• _Entries provided_
● ● ● ●

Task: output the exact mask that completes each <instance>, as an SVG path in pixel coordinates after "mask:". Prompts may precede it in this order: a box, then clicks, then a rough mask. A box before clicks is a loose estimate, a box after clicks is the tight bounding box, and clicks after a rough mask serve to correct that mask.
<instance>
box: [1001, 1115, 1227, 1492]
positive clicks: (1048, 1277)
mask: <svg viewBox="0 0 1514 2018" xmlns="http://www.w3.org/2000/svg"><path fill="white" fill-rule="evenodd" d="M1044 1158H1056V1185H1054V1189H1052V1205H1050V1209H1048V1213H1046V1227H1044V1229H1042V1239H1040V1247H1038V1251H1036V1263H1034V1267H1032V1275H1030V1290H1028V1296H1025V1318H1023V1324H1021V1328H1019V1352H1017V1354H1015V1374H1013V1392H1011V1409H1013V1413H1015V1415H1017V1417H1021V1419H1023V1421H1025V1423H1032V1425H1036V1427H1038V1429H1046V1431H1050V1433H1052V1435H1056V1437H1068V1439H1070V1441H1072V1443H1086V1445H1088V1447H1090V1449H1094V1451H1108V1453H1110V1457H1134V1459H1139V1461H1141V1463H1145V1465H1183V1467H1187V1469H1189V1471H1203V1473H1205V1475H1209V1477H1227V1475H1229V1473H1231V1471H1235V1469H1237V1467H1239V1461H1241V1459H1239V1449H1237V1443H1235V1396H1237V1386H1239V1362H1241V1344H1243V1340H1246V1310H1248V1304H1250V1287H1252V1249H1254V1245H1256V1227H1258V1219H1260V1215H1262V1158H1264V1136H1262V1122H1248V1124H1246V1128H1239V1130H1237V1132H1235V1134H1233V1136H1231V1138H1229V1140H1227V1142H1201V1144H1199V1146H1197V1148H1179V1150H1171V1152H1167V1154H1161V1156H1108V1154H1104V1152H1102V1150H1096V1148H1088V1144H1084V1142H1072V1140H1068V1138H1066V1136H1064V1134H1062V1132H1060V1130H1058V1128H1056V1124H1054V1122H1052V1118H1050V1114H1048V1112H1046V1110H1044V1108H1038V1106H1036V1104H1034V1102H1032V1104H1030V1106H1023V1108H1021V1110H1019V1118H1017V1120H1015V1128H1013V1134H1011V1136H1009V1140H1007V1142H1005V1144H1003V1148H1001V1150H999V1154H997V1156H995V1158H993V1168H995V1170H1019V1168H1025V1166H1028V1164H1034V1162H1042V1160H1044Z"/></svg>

● ● ● ●

• _Your task_
Rewrite everything from the start of the records down to the line containing "positive clicks: (1048, 1277)", with "rough mask" replaced by "coarse mask" and all else unchanged.

• _Answer for the task_
Task: output the exact mask that completes each <instance>, as an SVG path in pixel coordinates after "mask:". Prompts may precede it in this order: a box, then clicks, then a coarse mask. A box before clicks is a loose estimate, a box after clicks is the tight bounding box, and clicks after a coarse mask serve to correct that mask.
<instance>
box: [1001, 1115, 1227, 1492]
positive clicks: (1048, 1277)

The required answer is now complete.